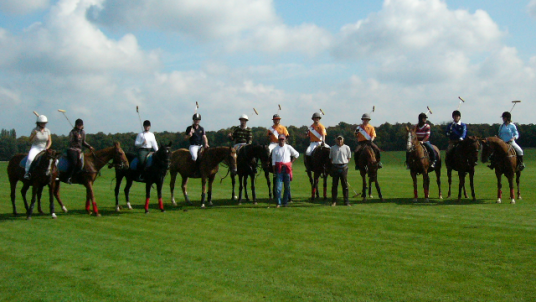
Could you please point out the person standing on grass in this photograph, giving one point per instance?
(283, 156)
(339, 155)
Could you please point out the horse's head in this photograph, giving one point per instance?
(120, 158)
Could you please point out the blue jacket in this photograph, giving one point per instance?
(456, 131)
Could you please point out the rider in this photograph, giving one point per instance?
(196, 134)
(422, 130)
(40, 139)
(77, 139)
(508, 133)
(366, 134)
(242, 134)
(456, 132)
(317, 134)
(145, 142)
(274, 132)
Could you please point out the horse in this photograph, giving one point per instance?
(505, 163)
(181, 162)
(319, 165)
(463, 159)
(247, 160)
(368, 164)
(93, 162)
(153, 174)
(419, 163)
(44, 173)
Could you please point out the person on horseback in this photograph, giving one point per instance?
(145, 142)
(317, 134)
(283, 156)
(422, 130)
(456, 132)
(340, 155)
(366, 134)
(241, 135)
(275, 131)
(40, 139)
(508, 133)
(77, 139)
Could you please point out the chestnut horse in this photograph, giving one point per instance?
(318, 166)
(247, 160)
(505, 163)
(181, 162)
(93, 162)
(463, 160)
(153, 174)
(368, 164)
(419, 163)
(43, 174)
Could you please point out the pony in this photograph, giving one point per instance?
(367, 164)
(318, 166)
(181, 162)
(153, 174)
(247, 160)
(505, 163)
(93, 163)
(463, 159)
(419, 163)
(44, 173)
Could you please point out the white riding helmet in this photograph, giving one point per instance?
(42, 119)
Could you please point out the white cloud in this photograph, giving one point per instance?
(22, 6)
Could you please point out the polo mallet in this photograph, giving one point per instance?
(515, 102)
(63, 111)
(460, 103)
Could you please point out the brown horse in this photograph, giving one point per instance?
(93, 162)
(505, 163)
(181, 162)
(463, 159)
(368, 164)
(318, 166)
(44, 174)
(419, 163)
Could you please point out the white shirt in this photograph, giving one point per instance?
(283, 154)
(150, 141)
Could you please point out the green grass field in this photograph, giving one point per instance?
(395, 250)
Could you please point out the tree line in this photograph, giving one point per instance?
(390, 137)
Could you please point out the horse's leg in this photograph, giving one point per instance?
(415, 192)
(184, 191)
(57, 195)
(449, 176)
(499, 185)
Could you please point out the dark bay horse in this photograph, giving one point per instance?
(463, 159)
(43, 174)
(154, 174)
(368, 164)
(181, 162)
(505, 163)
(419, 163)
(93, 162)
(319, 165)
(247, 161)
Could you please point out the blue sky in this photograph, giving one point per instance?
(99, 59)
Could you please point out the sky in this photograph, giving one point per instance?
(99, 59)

+-------+

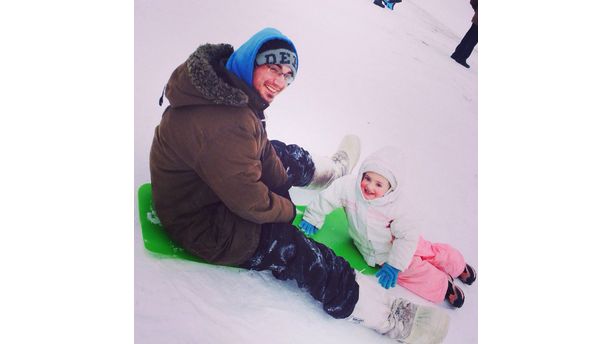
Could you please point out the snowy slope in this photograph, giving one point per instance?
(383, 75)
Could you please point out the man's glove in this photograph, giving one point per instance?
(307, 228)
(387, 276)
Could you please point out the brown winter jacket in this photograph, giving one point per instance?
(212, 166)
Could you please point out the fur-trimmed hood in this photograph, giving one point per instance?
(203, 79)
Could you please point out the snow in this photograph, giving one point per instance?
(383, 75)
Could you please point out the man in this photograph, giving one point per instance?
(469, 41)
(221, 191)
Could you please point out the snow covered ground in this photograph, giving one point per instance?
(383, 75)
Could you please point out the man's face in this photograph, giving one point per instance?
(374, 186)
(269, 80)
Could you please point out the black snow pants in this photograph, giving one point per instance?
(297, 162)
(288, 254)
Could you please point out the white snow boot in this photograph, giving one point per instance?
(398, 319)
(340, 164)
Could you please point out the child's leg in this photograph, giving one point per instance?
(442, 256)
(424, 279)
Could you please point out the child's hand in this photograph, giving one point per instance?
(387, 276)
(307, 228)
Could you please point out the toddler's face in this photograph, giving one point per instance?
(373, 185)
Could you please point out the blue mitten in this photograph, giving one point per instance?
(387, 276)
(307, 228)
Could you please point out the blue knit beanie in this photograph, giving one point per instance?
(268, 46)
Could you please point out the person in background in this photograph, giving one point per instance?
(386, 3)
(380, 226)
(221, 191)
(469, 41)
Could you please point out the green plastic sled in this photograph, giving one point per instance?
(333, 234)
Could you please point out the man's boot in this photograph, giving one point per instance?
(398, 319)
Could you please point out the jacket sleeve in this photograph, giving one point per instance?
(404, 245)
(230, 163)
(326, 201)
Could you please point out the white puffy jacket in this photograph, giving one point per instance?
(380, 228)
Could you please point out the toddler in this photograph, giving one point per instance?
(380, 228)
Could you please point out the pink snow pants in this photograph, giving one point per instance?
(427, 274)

+-------+

▶ OBJECTIVE
Find each line in the items above that contains the word "person", and copy those lines out in full.

▶ FULL SOLUTION
Could you please point out the person standing on grass in this photograph, giving one point per instance?
Could you please point out the person on horseback in this photograph, giving one point per instance?
Could you please point out the person in background in this photograph, giving one point per instance?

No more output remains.